## Extrait choisi:
L’abbatiale Saint-Pierre de Méobecq
Nous recommandons au lecteur occasionnel
de notre site de lire
cet avis, le lecteur assidu étant quant à lui habitué
à nos prises de position.
La page du site Internet Wikipedia consacrée à cette église
nous apprend ceci :
« Histoire
: L'église fut construite entre le XIeet
le XVesiècle. La légende veut que saint
Cyran ait fondé le premier monastère mérovingien de
Méobecq. Issu de la noblesse de Bourges et élevé à la cour
de Bourgogne, il choisit de se retirer du monde et de
fonder en Brenne deux communautés, sans doute pendant le
règne de Dagobert (628-638). Animés d’un même élan
spirituel et d’un solide esprit d’aventure, plusieurs
hommes le rejoignirent et travaillèrent dur à la
construction spirituelle et temporelle de l’abbaye.
Le 3 septembre 1048, le
document historique fondateur de l’abbaye - la dédicace -
est rédigé et signé en présence des évêques de Tours et de
Bourges. Cette charte exalte le prestige de l’abbaye :
elle affirme avoir reçu la protection du roi Dagobert
ainsi que du pape Sixte Quint qui aurait offert de
précieuses reliques de saint Pierre. L’abbaye reçoit un
privilège d’immunité qui la rend indépendante du pouvoir
seigneurial.
Description : L'église
comporte une nef unique et charpentée et des bas-côtés
voûtés d'arêtes. Le transept est couvert d'un berceau. Le
chevet a cinq chapelles échelonnées : l'abside est voûtée
d'un berceau et d'un cul-de-four, les chapelles latérales
d'une voûte d'arête.

## Lignes de données:

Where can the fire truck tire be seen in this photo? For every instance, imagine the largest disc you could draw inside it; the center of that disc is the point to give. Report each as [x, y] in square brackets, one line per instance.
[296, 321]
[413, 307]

## Consigne écrite A:
Répondez aux questions suivantes à partir du texte sur l'abbatiale de Méobecq.
(i) De la noblesse de quelle ville saint Cyran était-il issu ?
(ii) En présence de quels évêques la dédicace du 3 septembre 1048 fut-elle rédigée et signée ?
(iii) Combien de chapelles échelonnées le chevet compte-t-il ?
## Consigne écrite B:
Extrayez du texte sur l'abbatiale de Méobecq, sans rien y changer, le passage allant de « Description : L'église » jusqu'à « d'une voûte d'arête. ».

## Résultat A:
(i) De Bourges.
(ii) Des évêques de Tours et de Bourges.
(iii) Cinq.

## Résultat B:
Description : L'église
comporte une nef unique et charpentée et des bas-côtés
voûtés d'arêtes. Le transept est couvert d'un berceau. Le
chevet a cinq chapelles échelonnées : l'abside est voûtée
d'un berceau et d'un cul-de-four, les chapelles latérales
d'une voûte d'arête.